* **Consigne 1**
Réécrivez le passage de l'article sur le Portugal en commençant par « (...)Le 18 avril » et en allant jusqu'à « du quartier. (...) ». Changez-y « école abandonnée » en « école désaffectée ».
* **Consigne 2**
Donnez, s'il vous plaît, la suite de l'article sur le Portugal après sa dernière phrase.

Bandeau
mcInform@ctions
Travail de fourmi, effet papillon...
Descriptif du site
Article 11
Le cauchemar éveillé du peuple portugais
« Nous avons fait une révolution mais, au lieu d’exploser, nous avons implosé. Et nous sommes, toujours, demeurés clandestins. » Mário Cesariny (1923-2006)
Article mis en ligne le 18 mai 2012
dernière modification le 16 mai 2012

« Dans mon pays, les gens sont totalement disposés à se sacrifier et à travailler plus afin que le programme d’ajustement soit un succès ». Ainsi parla Vitor Gaspar, ministre des finances du Portugal, en avril dernier. Une sortie inique mais qui avait le mérite de la franchise : dans un pays socialement ravagé par les politiques de rigueur, les « sacrifices » se multiplient sans réelle contestation populaire. Jusqu’ici.

(...)Le 18 avril 2012, une troupe de mercenaires de l’État portugais armés jusqu’aux dents bouclait un vieux quartier populaire du centre de Porto. L’objectif était d’investir une école abandonnée, occupée depuis quelques mois par des jeunes et des habitants. Et de déloger ces derniers. Le lieu, laissé à l’abandon par les autorités, avait été transformé en centre social aux activités multiples, allant de l’enseignement à des activités culturelles et sportives. Une vie associative y avait remplacé le no future quotidien et chassé l’activité destructrice de l’économie de la drogue. Pour l’ordre capitaliste, c’en est était trop, d’autant que cet enthousiasme se réclamait des principes de l’autogestion, mélangeant de jeunes activistes avec des jeunes et des moins jeunes habitants du quartier. (...)

Le même jour, à quelques milliers de kilomètres de l’école do Alto da Fontinha, le très propre sur lui ministre des finances du gouvernement portugais, Monsieur Vitor Gaspar, se trouvait à Washington DC. Devant les chefs du FMI, cet individu jouait un numéro rampant de pénitence : « Dans mon pays, les gens sont totalement disposés à se sacrifier et à travailler plus afin que le programme d’ajustement soit un succès, du moment que l’effort est réparti de façon juste » (...)

Ces deux événements qui se sont télescopés par hasard dans le spectacle médiatique symbolisent parfaitement, chacun à leur manière, les deux tendances qui traversent la société portugaise en ces temps de crise

Il paraît de plus en plus évident que le mouvement de la démocratie de notre époque se réduit à l’alternance entre deux courants politiques siamois au sommet de l’État, soumis à une même logique économique. Au Portugal aussi, le fait électoral n’est plus un choix mais un rejet. (...)

Extraits de données d'étiquetage de lieux
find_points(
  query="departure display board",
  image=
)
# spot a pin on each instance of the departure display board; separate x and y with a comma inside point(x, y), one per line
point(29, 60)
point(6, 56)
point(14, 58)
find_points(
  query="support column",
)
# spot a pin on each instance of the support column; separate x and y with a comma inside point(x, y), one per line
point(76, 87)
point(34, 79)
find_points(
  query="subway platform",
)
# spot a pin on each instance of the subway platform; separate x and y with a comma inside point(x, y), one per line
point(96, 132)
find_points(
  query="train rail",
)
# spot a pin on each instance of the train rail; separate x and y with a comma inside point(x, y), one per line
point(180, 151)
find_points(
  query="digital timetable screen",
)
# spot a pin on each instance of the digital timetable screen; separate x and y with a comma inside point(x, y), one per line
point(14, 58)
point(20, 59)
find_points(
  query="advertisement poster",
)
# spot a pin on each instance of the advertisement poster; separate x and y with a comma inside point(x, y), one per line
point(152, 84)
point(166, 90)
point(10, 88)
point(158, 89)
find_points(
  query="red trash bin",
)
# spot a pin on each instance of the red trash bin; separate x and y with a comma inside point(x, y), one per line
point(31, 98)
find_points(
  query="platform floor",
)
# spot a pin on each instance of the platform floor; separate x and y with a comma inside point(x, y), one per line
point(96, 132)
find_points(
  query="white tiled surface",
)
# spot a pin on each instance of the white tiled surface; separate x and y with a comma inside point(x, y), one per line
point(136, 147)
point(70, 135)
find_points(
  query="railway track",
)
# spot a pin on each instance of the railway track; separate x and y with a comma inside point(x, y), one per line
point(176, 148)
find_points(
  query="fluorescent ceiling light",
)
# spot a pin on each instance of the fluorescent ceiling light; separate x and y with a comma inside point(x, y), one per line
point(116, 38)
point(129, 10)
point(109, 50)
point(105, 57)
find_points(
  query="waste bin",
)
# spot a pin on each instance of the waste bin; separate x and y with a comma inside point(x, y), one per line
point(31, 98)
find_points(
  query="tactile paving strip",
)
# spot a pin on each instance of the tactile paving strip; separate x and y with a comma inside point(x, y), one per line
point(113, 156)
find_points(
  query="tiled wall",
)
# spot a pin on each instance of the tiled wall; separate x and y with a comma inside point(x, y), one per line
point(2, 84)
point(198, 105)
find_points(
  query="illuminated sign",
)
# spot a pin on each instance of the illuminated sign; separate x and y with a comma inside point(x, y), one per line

* **Réponse 1**
(...)Le 18 avril 2012, une troupe de mercenaires de l’État portugais armés jusqu’aux dents bouclait un vieux quartier populaire du centre de Porto. L’objectif était d’investir une école désaffectée, occupée depuis quelques mois par des jeunes et des habitants. Et de déloger ces derniers. Le lieu, laissé à l’abandon par les autorités, avait été transformé en centre social aux activités multiples, allant de l’enseignement à des activités culturelles et sportives. Une vie associative y avait remplacé le no future quotidien et chassé l’activité destructrice de l’économie de la drogue. Pour l’ordre capitaliste, c’en est était trop, d’autant que cet enthousiasme se réclamait des principes de l’autogestion, mélangeant de jeunes activistes avec des jeunes et des moins jeunes habitants du quartier. (...)

* **Réponse 2**
Un train de mesures d’austérité infernal, qui semble s’allonger à chaque jour qui passe… (...)

On imagine aisément les conséquences sociales d’une telle offensive capitaliste dans une des sociétés les plus pauvres d’Europe occidentale, où le niveau de vie était déjà bas et les salaires pas folichons (presque la moitié de ceux de l’Espagne). (...)

Le Portugal est le pays où les mesures d’austérité pèsent le plus sur les plus pauvres. Plus qu’en Grèce et loin devant l’Estonie ou l’Irlande6. Dans le même temps, la concentration de la richesse s’accélère, un processus commencé dans les années 1980. (...)

Les premières victimes de la croissance rapide des inégalités et de l’appauvrissement sont les vieux retraités ou pensionnés, les femmes et les jeunes travailleurs, diplômés ou non (...)

Pendant ce temps, le secteur bancaire – qui constitue désormais le noyau de la classe capitaliste portugaise – impliqué, comme partout ailleurs, dans la spéculation financière et immobilière avec son cortège de corruptions, continue à être renfloué par l’Etat. « Assaini », disent-ils… (...)

La moyenne des pensions de retraite étant de 373 euros, beaucoup de retraités continuent de travailler pour survivre. Ceux qui décrochent sont victimes d’une sorte d’euthanasie sociale qui ne dit pas son nom. Abandonnés, isolés, sans moyen pour se déplacer, vivant dans des conditions souvent insalubres, nombreux sont ceux qui disparaissent. (...)

Comme l’Irlande, la Grèce, l’Espagne et bientôt d’autres sociétés européennes, le Portugal paye les pots cassés de la politique économique dominante, dont l’idéologie sous-jacente est celle du capitalisme du « laisser-faire ».
(...)

Faut-il instaurer des formes d’esclavage ou de travail obligatoire pour que les capitalistes trouvent leur compte ? (...)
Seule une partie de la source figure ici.